==== DATA SECTION ====
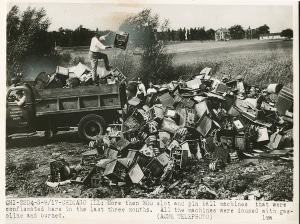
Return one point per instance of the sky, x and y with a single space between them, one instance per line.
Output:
191 14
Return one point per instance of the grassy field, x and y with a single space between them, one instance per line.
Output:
259 62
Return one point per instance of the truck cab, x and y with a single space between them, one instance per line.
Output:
19 118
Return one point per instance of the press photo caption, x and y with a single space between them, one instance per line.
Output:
153 209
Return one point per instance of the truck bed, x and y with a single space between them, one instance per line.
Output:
80 99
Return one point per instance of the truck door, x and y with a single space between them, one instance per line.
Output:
18 117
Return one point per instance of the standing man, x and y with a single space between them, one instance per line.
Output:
21 98
140 90
95 53
151 90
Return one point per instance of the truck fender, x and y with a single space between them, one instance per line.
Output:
91 126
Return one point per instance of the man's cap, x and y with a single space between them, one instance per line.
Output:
239 77
19 92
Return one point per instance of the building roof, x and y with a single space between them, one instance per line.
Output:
269 34
223 30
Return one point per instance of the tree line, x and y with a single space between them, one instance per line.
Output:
28 39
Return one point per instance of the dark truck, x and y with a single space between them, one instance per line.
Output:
90 108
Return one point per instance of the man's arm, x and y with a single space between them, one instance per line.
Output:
21 101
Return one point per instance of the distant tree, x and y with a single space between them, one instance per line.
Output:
287 33
237 32
26 35
202 33
263 29
183 34
188 34
155 61
210 34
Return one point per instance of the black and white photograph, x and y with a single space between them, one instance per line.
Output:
150 111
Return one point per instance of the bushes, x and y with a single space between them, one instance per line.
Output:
259 67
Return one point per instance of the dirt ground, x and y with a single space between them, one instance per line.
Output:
28 169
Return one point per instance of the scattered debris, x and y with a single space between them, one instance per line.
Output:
200 121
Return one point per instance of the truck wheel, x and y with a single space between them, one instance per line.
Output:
91 126
50 132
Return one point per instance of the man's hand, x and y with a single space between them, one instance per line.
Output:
108 33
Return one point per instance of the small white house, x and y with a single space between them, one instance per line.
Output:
222 35
271 36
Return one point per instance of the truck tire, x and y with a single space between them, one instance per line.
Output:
50 132
91 126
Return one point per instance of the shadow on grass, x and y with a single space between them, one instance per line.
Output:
40 140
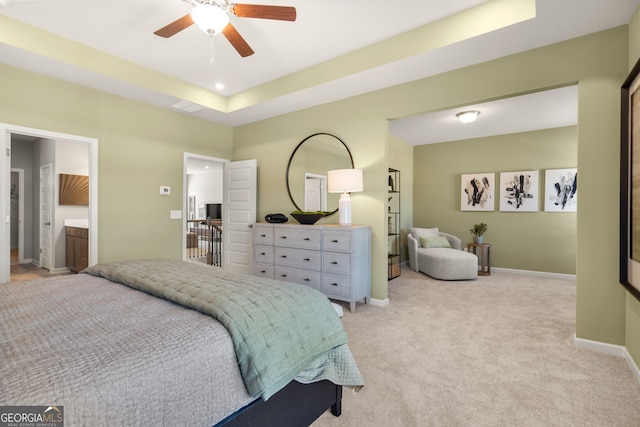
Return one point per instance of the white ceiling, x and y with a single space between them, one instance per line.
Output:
327 30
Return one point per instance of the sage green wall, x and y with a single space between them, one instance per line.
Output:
140 148
596 62
401 158
632 308
537 241
362 129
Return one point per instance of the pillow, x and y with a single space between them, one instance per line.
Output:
435 242
418 233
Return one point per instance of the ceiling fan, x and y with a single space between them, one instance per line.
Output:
212 16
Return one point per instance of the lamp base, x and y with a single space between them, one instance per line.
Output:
344 205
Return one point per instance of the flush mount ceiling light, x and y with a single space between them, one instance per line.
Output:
468 116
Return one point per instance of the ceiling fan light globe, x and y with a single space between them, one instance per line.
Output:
209 18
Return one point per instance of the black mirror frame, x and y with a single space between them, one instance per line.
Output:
294 153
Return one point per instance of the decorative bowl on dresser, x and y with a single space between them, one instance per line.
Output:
332 259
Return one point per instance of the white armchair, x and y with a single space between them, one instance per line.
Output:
440 259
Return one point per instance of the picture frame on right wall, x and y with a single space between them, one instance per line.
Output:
629 265
519 191
561 190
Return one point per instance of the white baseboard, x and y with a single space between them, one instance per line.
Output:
612 349
535 273
379 302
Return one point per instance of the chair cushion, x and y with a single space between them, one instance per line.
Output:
435 242
418 233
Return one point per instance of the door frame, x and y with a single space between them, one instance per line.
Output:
6 130
46 233
20 173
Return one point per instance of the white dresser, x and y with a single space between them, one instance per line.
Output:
332 259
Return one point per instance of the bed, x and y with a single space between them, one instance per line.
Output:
152 342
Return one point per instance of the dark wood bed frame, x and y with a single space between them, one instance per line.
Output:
295 405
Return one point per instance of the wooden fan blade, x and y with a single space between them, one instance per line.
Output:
175 27
281 13
237 41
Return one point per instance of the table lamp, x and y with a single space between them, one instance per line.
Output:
345 181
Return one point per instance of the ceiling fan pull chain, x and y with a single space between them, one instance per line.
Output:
211 50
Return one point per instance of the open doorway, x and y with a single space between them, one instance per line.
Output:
28 150
204 192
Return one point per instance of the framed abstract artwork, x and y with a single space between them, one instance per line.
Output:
561 190
477 192
630 183
519 191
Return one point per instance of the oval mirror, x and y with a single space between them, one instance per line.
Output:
307 172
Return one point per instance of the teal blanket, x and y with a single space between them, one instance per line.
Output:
277 328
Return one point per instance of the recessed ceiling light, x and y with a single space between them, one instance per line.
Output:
187 106
468 116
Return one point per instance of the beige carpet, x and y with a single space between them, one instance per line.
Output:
496 351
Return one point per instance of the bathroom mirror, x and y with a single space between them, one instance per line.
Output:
307 171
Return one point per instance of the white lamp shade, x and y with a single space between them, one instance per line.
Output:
211 19
344 180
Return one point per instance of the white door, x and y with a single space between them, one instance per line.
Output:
240 181
315 196
46 200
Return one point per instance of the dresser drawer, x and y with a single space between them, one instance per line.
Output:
336 284
335 240
300 258
262 235
263 270
303 238
336 262
263 253
77 232
298 275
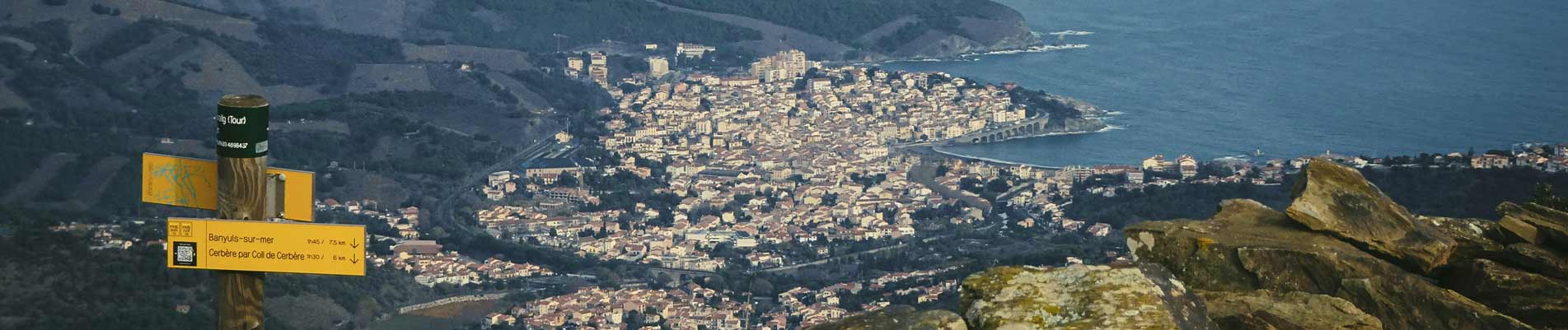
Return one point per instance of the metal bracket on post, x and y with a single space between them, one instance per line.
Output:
274 194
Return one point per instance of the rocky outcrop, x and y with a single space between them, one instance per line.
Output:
1535 224
1342 238
1535 299
1341 257
1336 199
899 318
1079 298
1248 246
1262 310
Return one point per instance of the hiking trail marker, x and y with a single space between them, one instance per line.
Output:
260 246
194 184
248 196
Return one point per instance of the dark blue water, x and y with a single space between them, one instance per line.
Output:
1215 78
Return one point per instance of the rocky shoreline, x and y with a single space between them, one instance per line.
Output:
1342 255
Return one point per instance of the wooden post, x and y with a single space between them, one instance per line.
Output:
242 191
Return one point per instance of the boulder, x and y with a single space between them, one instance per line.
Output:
1472 238
1534 258
1410 302
1271 310
1531 298
1142 296
1336 199
1484 239
1248 246
1547 225
897 318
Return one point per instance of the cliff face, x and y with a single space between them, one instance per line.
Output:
1342 255
991 29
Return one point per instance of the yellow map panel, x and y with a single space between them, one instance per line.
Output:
194 184
260 246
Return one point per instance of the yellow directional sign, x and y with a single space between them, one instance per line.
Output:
260 246
194 184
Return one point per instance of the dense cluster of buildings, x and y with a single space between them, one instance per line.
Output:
689 307
788 64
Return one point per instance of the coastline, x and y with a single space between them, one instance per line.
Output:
932 149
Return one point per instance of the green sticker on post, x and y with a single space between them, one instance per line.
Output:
242 125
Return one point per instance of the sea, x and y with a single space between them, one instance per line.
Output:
1219 78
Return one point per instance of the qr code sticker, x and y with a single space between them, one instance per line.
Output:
185 253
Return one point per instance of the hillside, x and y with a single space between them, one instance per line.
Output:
1341 255
899 29
830 30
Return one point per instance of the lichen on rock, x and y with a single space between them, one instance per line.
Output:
1076 298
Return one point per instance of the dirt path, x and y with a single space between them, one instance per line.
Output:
93 187
33 184
775 36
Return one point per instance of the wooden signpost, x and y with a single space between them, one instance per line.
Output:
242 244
267 246
194 184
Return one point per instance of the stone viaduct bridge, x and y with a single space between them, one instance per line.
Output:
1023 128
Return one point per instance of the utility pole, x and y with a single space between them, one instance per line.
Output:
242 189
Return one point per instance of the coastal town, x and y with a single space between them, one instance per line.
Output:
786 168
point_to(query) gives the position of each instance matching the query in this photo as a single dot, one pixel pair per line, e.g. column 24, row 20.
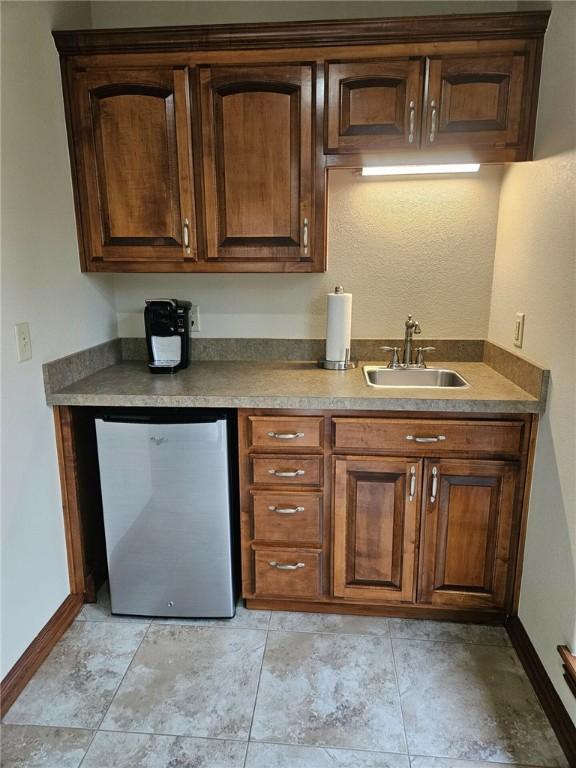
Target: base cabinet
column 467, row 522
column 335, row 524
column 375, row 528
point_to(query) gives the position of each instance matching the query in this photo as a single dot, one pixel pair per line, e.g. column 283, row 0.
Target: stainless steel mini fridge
column 167, row 498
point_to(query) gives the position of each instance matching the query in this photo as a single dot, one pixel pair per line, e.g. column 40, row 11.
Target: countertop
column 301, row 385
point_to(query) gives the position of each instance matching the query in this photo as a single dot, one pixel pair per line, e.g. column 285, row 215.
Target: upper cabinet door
column 135, row 171
column 258, row 164
column 476, row 100
column 469, row 512
column 376, row 502
column 373, row 105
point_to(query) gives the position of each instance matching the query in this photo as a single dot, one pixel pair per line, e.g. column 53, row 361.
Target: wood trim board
column 552, row 705
column 28, row 664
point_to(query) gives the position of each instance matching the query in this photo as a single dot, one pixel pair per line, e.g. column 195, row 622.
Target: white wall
column 41, row 284
column 535, row 273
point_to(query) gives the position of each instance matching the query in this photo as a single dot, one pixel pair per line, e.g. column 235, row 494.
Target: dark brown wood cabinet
column 206, row 149
column 478, row 101
column 258, row 162
column 135, row 167
column 373, row 106
column 376, row 516
column 415, row 516
column 469, row 510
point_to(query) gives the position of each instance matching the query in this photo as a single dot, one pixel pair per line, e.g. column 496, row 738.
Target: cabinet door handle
column 412, row 122
column 186, row 235
column 412, row 484
column 433, row 121
column 286, row 472
column 285, row 566
column 434, row 492
column 437, row 439
column 285, row 435
column 286, row 510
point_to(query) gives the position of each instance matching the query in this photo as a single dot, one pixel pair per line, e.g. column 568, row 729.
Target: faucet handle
column 420, row 355
column 395, row 361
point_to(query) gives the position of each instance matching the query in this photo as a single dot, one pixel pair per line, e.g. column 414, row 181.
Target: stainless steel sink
column 380, row 376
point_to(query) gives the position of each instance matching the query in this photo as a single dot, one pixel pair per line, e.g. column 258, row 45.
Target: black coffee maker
column 167, row 337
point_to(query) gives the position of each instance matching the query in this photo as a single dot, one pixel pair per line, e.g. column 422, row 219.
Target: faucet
column 412, row 327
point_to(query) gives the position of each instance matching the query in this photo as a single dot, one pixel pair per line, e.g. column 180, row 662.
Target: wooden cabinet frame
column 321, row 48
column 507, row 454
====
*WHAT THE TASK ASKS*:
In the listing above, find the line containing "568, row 729." and please quote exactly that line through the last one, and no other lines.

*CORRECT RESULT*:
point_to(query) gives the position of each instance matching the query in this photo as a single dot, one pixel pair per line, e.g. column 568, row 729.
Target: faucet handle
column 420, row 355
column 395, row 361
point_to(query) gives the position of each instance matching the query in this photo as a single dot, one pixel pair per line, e.g. column 414, row 181.
Target: stainless steel sink
column 380, row 376
point_to(query) gives the position of each instance matching the query in this photo as a single dot, one pixel pair per line, e.g. column 258, row 45.
Target: black coffee maker
column 167, row 337
point_to(query) gives the position of each instance matching the query in this photo as a single dot, one pixel pair per line, e.g. column 422, row 219.
Target: faucet
column 412, row 327
point_to(query) gives the position of each instance matching the query in this photo as a single dot, one pixel pair per line, e.g. column 180, row 662.
Target: wooden cabinet frame
column 321, row 48
column 507, row 454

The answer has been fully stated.